Exercise: Your task is to print all of the material verbatim.

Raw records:
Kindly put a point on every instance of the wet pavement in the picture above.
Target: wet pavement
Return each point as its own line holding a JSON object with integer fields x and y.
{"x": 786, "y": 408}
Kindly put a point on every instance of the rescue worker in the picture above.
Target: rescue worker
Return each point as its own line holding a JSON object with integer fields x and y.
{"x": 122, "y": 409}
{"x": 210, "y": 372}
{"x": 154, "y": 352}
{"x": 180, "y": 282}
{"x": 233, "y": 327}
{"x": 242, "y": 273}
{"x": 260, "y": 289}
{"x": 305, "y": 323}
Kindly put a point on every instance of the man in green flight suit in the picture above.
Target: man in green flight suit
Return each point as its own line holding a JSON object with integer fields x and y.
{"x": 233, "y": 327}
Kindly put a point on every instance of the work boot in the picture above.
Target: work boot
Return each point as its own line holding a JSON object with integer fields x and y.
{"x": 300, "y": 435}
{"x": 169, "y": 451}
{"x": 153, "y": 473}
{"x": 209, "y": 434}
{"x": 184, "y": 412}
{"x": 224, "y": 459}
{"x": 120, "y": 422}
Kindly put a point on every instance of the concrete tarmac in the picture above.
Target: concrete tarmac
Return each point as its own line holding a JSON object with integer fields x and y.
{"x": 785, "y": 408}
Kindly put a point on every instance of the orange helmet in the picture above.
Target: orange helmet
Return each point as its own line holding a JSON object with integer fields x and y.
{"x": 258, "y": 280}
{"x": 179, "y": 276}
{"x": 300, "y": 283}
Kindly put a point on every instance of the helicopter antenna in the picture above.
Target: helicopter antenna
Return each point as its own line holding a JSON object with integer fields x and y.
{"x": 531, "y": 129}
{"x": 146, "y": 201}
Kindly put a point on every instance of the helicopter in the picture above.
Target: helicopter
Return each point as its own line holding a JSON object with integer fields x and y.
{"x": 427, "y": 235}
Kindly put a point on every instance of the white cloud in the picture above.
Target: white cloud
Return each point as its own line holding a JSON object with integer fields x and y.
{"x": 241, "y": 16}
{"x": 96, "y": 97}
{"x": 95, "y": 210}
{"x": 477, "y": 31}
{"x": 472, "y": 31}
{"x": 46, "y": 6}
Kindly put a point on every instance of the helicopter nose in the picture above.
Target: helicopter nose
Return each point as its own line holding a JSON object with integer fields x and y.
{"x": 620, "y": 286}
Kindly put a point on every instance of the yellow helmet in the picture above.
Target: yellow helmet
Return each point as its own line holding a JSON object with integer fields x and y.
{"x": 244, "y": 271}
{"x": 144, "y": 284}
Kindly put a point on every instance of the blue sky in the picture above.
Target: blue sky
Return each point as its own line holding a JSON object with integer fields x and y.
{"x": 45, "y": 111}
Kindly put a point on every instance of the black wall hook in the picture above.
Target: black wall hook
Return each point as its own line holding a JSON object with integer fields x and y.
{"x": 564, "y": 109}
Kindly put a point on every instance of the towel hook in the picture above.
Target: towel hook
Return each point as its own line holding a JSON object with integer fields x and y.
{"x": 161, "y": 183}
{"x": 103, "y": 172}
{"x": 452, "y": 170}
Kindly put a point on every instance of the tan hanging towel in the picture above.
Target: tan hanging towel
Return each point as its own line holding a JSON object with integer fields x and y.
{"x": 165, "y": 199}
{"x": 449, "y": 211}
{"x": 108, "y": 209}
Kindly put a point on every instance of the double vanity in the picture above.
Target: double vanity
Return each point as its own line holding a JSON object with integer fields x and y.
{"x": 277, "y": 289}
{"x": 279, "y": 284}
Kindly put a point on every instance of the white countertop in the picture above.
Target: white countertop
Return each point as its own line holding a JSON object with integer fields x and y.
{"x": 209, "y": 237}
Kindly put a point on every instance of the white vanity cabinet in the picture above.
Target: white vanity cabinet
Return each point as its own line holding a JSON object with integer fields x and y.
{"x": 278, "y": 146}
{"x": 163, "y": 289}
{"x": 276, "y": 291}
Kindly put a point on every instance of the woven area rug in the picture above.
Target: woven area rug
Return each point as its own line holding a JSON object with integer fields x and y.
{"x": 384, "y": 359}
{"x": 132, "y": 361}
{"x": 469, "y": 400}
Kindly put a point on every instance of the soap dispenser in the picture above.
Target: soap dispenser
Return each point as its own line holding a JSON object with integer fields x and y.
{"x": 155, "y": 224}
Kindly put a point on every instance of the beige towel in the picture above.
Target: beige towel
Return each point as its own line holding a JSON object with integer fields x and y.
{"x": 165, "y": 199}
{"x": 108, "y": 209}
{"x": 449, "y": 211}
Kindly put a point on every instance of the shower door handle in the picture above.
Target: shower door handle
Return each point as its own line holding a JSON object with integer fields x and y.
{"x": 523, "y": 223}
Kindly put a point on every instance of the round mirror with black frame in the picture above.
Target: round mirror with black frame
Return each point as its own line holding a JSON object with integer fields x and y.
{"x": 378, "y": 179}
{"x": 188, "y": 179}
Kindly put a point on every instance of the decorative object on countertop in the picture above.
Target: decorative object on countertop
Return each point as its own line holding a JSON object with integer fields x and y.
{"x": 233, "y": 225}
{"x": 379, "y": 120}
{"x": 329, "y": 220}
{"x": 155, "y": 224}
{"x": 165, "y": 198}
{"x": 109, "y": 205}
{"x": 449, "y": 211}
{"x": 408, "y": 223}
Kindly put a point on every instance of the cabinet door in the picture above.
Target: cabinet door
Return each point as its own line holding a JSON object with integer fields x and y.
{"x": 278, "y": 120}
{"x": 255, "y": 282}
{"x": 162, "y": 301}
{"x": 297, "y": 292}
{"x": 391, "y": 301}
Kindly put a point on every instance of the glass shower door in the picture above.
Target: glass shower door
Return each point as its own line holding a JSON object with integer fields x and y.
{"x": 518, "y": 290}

Output below:
Kindly put a point on every instance of the wet pavement in the picture above.
Target: wet pavement
Return each point as its own line holding a JSON object with integer fields x and y.
{"x": 786, "y": 408}
Kindly put a point on every instance of the rescue worker in the picture above.
Target: rescue worker
Return each point as its own line holding a JSON object with integer fields x and y.
{"x": 122, "y": 409}
{"x": 210, "y": 372}
{"x": 154, "y": 352}
{"x": 180, "y": 282}
{"x": 233, "y": 327}
{"x": 242, "y": 273}
{"x": 260, "y": 289}
{"x": 305, "y": 323}
Kindly put a point on every instance of the man in green flight suit in the picture above.
Target: man in green flight suit
Return each point as its own line holding a JSON object with integer fields x and y.
{"x": 233, "y": 327}
Kindly put a point on every instance of the work boot in the picture above.
Target: work boot
Return each point as its own line holding a JSON object with integer fields x and y.
{"x": 300, "y": 435}
{"x": 169, "y": 451}
{"x": 153, "y": 473}
{"x": 209, "y": 434}
{"x": 184, "y": 412}
{"x": 224, "y": 459}
{"x": 120, "y": 422}
Kindly put a point on every instance of the concrete tarmac in the picture above.
Target: concrete tarmac
Return each point as its own line holding a JSON object with integer fields x and y.
{"x": 785, "y": 408}
Kindly put a point on every instance of the orange helmet in the picture above.
Target: orange helmet
Return each point as its own line holding a JSON object with integer fields x and y.
{"x": 258, "y": 280}
{"x": 179, "y": 276}
{"x": 300, "y": 283}
Kindly put a point on every instance of the helicopter antenna in the picture above.
Target: helicopter antenna
Return each point as its own line holding a JSON object with integer fields x and y.
{"x": 531, "y": 129}
{"x": 146, "y": 201}
Kindly put a point on every instance of the helicopter in the picture above.
Target: helicopter
Return each point as its own line holding a JSON object with integer fields x and y.
{"x": 427, "y": 235}
Kindly put a point on every instance of the white cloud in the picture above.
Target: white cloud
Return each point as its own line holding a JSON object with integer fields x and y.
{"x": 241, "y": 16}
{"x": 96, "y": 97}
{"x": 95, "y": 210}
{"x": 477, "y": 31}
{"x": 472, "y": 31}
{"x": 46, "y": 6}
Kindly put a point on every instance of the helicopter nose in the picture above.
Target: helicopter nose
Return each point as its own line holding a JSON object with integer fields x and y.
{"x": 620, "y": 286}
Kindly put a point on every instance of the yellow helmet in the picture above.
Target: yellow helmet
Return each point as its own line holding a JSON object with integer fields x and y.
{"x": 244, "y": 271}
{"x": 144, "y": 284}
Kindly put a point on every instance of the blue sky in the picture above.
Target: blue sky
Return each point as its own line holding a JSON object with integer fields x and y.
{"x": 45, "y": 111}
Kindly put a point on every instance of the black wall hook in the picture above.
Target: black wall hook
Return each point as its own line holding a JSON object with integer fields x and y.
{"x": 564, "y": 109}
Kindly put a point on every instance of the towel hook in the picture above.
Target: towel hook
Return each point as its own line holding a JSON object with integer fields x and y.
{"x": 161, "y": 183}
{"x": 103, "y": 172}
{"x": 452, "y": 170}
Kindly put a point on every instance of the tan hanging towel in the picture above.
Target: tan hanging towel
Return each point as its own line holding a JSON object with integer fields x and y.
{"x": 165, "y": 199}
{"x": 449, "y": 211}
{"x": 108, "y": 209}
Kindly put a point on every instance of the double vanity in the picture above.
Target: double vanity
Return each point as its own line holding a JSON object with integer fields x and y.
{"x": 277, "y": 289}
{"x": 279, "y": 284}
Kindly put a point on every instance of the white countertop in the picture above.
Target: white countertop
Return each point as its own line holding a JSON object with integer fields x and y.
{"x": 209, "y": 237}
Kindly put a point on every instance of the white vanity cabinet in the picture above.
Target: white vanity cabinet
Return each point as its own line holding a JSON object with integer fields x and y.
{"x": 278, "y": 146}
{"x": 163, "y": 289}
{"x": 276, "y": 291}
Kindly put a point on every instance of the woven area rug in the picture above.
Target: woven area rug
Return each point as its own line holding a JSON object with integer fields x and y.
{"x": 384, "y": 359}
{"x": 132, "y": 361}
{"x": 469, "y": 400}
Kindly put a point on every instance of the soap dispenser in the picture above.
Target: soap dispenser
Return each point as its own line holding a JSON object with integer fields x and y.
{"x": 155, "y": 224}
Kindly put a point on every instance of the beige towel in the picture above.
Target: beige towel
Return each point as its own line holding a JSON object with integer fields x and y.
{"x": 165, "y": 199}
{"x": 108, "y": 209}
{"x": 449, "y": 211}
Kindly put a point on every instance of the shower door handle in the picture above.
Target: shower door handle
Return each point as its own line holding a JSON object with integer fields x and y.
{"x": 523, "y": 223}
Kindly put a point on every instance of the round mirror with black frame in the picture above.
Target: round mirror with black frame
Return each point as its own line holding a JSON object with integer fields x and y.
{"x": 378, "y": 179}
{"x": 188, "y": 179}
Kindly put a point on every instance of the decorative object on countertop in the picture above.
Target: decorative object on countertop
Return each point as its own line holding a JSON object with integer fields x and y.
{"x": 233, "y": 225}
{"x": 379, "y": 120}
{"x": 329, "y": 220}
{"x": 155, "y": 224}
{"x": 165, "y": 198}
{"x": 109, "y": 205}
{"x": 449, "y": 211}
{"x": 408, "y": 223}
Kindly put a point on every instance of the cabinet door in the picture above.
Target: cabinet door
Return each point as its own line holding a JSON object with integer fields x and y.
{"x": 278, "y": 120}
{"x": 255, "y": 282}
{"x": 162, "y": 301}
{"x": 297, "y": 292}
{"x": 391, "y": 301}
Kindly put a point on every instance of the glass shower door in the picture above.
Target: glass shower door
Return each point as its own line holding a JSON object with integer fields x and y.
{"x": 518, "y": 290}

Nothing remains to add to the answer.